* Pointing dataset excerpts *
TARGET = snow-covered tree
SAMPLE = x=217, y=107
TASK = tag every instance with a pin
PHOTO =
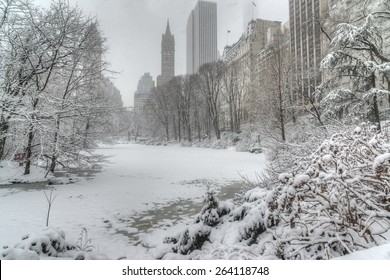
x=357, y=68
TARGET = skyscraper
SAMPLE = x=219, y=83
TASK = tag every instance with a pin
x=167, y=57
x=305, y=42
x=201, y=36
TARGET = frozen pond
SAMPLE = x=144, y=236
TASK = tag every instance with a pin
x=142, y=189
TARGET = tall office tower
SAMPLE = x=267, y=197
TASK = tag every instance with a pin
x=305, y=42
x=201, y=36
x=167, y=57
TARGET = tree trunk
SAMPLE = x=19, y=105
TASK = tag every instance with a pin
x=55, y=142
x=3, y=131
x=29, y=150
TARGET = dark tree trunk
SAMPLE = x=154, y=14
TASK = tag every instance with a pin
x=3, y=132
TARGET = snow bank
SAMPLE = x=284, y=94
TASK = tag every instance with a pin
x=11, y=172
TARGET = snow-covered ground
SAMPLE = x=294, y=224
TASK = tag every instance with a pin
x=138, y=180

==

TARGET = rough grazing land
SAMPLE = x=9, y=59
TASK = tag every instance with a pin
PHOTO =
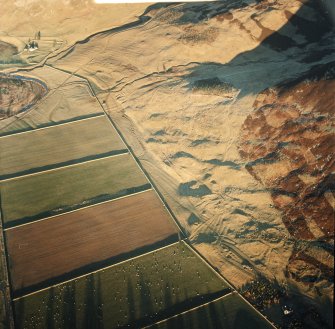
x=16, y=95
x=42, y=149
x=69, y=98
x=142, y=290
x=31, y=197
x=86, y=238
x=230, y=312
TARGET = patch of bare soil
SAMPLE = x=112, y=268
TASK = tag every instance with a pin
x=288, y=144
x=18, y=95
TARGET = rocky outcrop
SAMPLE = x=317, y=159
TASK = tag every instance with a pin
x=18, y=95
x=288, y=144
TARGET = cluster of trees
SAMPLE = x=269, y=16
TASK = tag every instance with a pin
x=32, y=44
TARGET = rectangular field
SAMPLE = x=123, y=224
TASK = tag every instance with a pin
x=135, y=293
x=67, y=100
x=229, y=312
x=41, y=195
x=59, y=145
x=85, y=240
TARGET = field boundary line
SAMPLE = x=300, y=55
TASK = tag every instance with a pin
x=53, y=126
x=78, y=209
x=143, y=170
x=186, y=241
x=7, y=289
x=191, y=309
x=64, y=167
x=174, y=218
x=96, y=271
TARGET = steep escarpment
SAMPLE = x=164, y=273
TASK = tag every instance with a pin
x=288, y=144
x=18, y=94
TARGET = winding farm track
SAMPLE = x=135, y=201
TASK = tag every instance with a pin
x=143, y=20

* Requirements *
Please update the entries starting at the line that has "TARGET = dark tree trunk" and ending after the line that has "x=138, y=180", so that "snow bank" becomes "snowdrift" and everything else stays the same. Return only those lines.

* Right answer *
TARGET = dark tree trunk
SAMPLE = x=154, y=14
TASK = tag every instance with a pin
x=3, y=132
TARGET = snowdrift
SAMPLE = x=284, y=94
TASK = tag every instance with a pin
x=11, y=172
TARGET = snow-covered ground
SAMPLE = x=294, y=224
TASK = tag every instance with a pin
x=138, y=180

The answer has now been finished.